### To be done
Rewrite the records below, swapping every "whole pixels" for "integer pixels" and leaving all other text unchanged.

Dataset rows
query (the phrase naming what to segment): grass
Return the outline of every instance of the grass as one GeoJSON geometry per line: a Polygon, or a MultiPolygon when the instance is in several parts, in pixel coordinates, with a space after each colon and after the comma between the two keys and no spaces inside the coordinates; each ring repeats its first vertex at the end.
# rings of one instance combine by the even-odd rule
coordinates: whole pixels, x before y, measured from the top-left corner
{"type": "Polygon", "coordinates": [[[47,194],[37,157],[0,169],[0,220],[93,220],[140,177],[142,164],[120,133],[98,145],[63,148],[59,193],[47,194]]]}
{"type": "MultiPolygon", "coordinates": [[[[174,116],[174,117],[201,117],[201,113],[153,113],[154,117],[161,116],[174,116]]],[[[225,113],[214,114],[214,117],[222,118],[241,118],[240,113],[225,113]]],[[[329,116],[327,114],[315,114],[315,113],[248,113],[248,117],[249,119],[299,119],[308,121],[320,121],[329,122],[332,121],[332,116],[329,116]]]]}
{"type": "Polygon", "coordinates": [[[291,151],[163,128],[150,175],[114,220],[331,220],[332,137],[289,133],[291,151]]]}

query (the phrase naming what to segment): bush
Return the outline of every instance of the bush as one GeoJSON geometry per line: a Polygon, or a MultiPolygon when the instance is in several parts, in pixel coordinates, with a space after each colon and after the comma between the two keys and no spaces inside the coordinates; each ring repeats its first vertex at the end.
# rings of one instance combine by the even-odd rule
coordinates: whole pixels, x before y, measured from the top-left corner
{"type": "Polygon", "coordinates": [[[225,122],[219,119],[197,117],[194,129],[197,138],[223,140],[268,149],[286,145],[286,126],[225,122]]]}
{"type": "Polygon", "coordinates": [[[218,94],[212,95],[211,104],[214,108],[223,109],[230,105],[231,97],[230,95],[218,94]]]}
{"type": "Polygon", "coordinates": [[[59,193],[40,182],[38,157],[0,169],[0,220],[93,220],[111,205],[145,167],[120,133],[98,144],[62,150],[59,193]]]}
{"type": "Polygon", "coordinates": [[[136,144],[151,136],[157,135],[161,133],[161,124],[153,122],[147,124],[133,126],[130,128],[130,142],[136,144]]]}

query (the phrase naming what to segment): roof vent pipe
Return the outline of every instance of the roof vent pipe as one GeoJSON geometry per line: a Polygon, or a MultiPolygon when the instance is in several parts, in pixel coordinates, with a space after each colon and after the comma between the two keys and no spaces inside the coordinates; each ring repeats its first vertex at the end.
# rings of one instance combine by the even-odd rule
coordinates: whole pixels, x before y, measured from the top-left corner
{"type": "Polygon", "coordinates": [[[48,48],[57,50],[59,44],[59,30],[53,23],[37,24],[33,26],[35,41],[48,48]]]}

### In response
query (the phrase naming what to segment): grass
Return the outline of every instance of the grass as one GeoJSON geometry per line: a Polygon, or a MultiPolygon when the instance is in several parts, in pixel coordinates, with a space after each colon and after the comma between the two keys and no spaces inside the coordinates; each ring repeats its first vertex at the end.
# rings of one instance combine by the even-odd rule
coordinates: integer pixels, x before y, measured from the top-left corner
{"type": "Polygon", "coordinates": [[[47,194],[37,157],[0,169],[0,220],[93,220],[140,177],[142,164],[120,133],[98,145],[63,148],[59,193],[47,194]]]}
{"type": "MultiPolygon", "coordinates": [[[[174,116],[174,117],[201,117],[201,113],[153,113],[154,117],[161,116],[174,116]]],[[[225,113],[214,114],[214,117],[222,118],[241,118],[240,113],[225,113]]],[[[329,116],[327,114],[315,114],[315,113],[248,113],[248,117],[249,119],[299,119],[308,121],[320,121],[329,122],[332,121],[332,116],[329,116]]]]}
{"type": "Polygon", "coordinates": [[[291,151],[163,128],[150,175],[114,220],[331,220],[332,137],[289,133],[291,151]]]}

query (the phrase naming what to segment): bush
Return the outline of every instance of the bush as one GeoJSON geometry per line: a Polygon, or a MultiPolygon when the instance is in several parts, in pixel coordinates, with a space after each colon and after the comma between the two keys and no spaces inside the coordinates; each ring repeats its first vertex at the end.
# rings of one instance combine by the even-odd rule
coordinates: integer pixels, x before y, measured from the top-left corner
{"type": "Polygon", "coordinates": [[[225,122],[219,119],[197,117],[194,129],[197,138],[223,140],[268,149],[286,145],[286,126],[225,122]]]}
{"type": "Polygon", "coordinates": [[[218,94],[212,95],[211,104],[214,108],[223,109],[230,105],[231,97],[230,95],[218,94]]]}
{"type": "Polygon", "coordinates": [[[59,193],[40,182],[38,157],[0,169],[0,220],[93,220],[111,205],[145,167],[120,133],[98,144],[62,150],[59,193]]]}
{"type": "Polygon", "coordinates": [[[136,144],[151,136],[157,135],[161,133],[161,124],[153,122],[147,124],[133,126],[130,128],[130,142],[136,144]]]}

query (the phrase naming what to segment): roof vent pipe
Return the outline of every instance of the roof vent pipe as one GeoJSON geometry per line: a Polygon, or a MultiPolygon when the instance is in several parts, in pixel coordinates, with a space after each colon and after the comma between the two keys and no spaces inside the coordinates; each ring repeats its first vertex at the end.
# rings of one instance combine by the even-odd rule
coordinates: integer pixels, x before y, measured from the top-left corner
{"type": "Polygon", "coordinates": [[[48,48],[57,50],[59,44],[59,30],[53,23],[37,24],[33,26],[35,41],[48,48]]]}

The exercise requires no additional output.